INPUT MATERIAL>
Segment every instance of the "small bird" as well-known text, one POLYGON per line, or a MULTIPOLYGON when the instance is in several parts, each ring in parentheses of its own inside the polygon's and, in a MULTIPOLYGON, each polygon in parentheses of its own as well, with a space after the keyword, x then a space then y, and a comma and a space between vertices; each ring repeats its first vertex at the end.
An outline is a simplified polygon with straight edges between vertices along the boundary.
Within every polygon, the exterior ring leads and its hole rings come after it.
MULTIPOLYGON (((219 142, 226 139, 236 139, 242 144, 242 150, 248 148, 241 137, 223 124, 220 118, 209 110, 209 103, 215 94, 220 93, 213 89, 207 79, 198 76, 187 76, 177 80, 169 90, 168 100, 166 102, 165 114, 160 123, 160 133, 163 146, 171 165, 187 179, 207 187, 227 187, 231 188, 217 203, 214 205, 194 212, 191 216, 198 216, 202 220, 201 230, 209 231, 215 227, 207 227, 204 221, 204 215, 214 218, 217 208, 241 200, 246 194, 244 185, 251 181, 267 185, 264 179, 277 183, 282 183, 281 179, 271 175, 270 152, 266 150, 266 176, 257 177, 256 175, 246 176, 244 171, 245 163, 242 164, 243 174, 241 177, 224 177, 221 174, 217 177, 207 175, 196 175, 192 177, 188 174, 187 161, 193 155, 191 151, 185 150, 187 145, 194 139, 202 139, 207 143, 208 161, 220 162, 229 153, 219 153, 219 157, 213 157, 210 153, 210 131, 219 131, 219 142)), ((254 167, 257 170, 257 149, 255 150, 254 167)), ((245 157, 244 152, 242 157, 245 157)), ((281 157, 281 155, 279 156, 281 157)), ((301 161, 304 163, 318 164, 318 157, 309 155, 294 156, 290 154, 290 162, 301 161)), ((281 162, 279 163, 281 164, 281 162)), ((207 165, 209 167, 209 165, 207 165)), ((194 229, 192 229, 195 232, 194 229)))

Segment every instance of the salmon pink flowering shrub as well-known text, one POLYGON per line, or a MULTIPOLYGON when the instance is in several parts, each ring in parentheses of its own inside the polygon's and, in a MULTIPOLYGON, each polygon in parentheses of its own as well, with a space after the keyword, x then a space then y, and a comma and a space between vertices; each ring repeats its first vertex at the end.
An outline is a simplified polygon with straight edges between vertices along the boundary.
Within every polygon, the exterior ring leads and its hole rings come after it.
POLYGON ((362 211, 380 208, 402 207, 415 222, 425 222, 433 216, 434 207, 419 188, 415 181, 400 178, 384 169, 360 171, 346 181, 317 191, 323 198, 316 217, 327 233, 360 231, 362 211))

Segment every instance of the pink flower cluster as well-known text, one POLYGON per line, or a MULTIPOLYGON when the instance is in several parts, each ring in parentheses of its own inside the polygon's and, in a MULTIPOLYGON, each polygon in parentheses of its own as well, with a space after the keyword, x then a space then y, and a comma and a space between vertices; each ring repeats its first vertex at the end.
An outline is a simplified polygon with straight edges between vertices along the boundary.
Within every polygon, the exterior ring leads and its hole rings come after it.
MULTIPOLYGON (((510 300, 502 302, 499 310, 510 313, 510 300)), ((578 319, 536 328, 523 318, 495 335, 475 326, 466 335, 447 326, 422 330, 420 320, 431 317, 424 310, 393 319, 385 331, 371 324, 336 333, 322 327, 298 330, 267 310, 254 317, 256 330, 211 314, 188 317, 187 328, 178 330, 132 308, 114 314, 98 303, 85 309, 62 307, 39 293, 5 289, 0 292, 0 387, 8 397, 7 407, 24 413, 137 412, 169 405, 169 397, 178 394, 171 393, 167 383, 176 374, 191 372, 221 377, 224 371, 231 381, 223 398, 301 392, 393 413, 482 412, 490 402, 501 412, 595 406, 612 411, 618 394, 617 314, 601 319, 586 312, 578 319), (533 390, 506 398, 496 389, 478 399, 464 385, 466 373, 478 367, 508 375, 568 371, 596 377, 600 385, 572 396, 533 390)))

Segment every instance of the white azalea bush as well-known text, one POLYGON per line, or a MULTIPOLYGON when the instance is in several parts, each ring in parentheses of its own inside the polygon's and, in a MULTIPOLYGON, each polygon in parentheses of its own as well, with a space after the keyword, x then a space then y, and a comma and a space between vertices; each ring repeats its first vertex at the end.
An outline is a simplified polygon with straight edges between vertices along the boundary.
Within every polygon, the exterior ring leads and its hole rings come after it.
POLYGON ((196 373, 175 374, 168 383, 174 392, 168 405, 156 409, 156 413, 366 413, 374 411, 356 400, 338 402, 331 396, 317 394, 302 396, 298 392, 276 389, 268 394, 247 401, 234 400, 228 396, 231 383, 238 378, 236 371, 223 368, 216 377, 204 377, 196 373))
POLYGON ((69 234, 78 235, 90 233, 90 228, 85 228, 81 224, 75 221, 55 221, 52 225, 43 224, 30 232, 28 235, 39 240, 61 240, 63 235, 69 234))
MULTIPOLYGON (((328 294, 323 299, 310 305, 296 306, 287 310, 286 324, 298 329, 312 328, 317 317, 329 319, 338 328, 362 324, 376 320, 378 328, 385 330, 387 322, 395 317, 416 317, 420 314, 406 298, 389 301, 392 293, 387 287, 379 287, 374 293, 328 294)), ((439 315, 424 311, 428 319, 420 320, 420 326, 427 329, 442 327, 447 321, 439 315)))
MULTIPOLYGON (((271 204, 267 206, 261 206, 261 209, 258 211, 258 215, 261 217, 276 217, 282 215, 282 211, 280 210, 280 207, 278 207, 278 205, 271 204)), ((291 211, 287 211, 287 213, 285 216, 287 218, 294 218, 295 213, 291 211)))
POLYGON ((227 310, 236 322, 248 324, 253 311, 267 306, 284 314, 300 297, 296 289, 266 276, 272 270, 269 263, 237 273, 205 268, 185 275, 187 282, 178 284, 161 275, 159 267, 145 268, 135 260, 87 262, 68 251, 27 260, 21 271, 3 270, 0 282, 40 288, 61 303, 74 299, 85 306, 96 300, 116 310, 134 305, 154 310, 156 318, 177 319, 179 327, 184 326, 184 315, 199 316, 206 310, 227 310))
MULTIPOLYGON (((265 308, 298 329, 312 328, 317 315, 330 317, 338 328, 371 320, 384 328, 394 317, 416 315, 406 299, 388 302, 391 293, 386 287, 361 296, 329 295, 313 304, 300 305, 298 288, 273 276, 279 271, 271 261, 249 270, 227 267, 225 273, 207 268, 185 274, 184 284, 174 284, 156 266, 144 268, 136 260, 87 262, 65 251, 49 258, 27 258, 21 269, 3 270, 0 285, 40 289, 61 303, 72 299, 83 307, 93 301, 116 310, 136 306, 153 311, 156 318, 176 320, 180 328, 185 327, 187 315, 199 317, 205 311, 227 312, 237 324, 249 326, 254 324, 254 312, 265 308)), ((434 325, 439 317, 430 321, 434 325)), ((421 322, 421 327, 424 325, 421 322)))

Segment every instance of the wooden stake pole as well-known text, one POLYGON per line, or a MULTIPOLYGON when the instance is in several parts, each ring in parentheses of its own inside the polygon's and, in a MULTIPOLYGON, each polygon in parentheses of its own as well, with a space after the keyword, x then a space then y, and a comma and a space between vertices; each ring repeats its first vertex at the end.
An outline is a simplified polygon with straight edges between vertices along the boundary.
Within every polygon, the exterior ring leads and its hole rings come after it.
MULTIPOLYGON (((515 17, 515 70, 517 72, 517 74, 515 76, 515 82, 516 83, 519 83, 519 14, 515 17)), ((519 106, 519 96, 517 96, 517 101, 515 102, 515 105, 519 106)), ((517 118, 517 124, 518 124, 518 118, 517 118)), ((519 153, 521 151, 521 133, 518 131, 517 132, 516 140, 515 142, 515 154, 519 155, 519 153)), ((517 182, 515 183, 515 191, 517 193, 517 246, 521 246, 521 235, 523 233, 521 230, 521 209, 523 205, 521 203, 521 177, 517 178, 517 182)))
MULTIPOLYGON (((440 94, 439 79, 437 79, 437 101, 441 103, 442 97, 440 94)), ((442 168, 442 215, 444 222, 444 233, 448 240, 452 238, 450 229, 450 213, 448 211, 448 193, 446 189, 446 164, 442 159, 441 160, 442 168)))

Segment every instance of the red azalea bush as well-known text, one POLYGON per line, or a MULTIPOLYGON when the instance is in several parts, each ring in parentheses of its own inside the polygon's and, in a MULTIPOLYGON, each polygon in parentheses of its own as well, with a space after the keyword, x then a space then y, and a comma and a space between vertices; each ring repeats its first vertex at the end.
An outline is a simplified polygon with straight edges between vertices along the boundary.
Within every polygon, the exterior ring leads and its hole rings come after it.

PROBLEM STATEMENT>
Copy out, unchanged, the lines from the one holding "Segment every instance of the wooden" through the one holding "MULTIPOLYGON (((440 94, 439", inclusive.

OUTPUT OF THE EXERCISE>
Segment every instance of the wooden stake pole as well-known text, one POLYGON per line, or a MULTIPOLYGON when the instance is in several parts, each ring in parentheses of its own inside the polygon's and, in a MULTIPOLYGON, each polygon in parentheses of its own as well, with a space after the keyword, x then a space then y, and a comma and a space between vertices; each ring repeats its first vertex at the end.
An outline is a simplified polygon with straight edges between vertices along the boundary.
Within every polygon, the exterior ring leads and its hole rings come after it.
MULTIPOLYGON (((515 17, 515 70, 517 72, 517 74, 515 76, 515 82, 516 83, 519 83, 519 14, 515 17)), ((519 106, 519 96, 517 96, 517 101, 515 102, 515 105, 519 106)), ((517 118, 517 124, 518 124, 518 118, 517 118)), ((519 153, 521 151, 521 133, 518 131, 517 132, 516 140, 515 142, 515 154, 519 155, 519 153)), ((517 182, 515 183, 515 191, 517 193, 517 246, 521 246, 521 235, 523 233, 521 230, 521 209, 523 205, 521 203, 521 177, 517 178, 517 182)))
MULTIPOLYGON (((440 94, 439 79, 437 79, 437 101, 441 103, 442 97, 440 94)), ((442 168, 442 215, 444 222, 444 233, 448 240, 452 238, 450 229, 450 213, 448 211, 448 193, 446 189, 446 164, 442 159, 441 160, 442 168)))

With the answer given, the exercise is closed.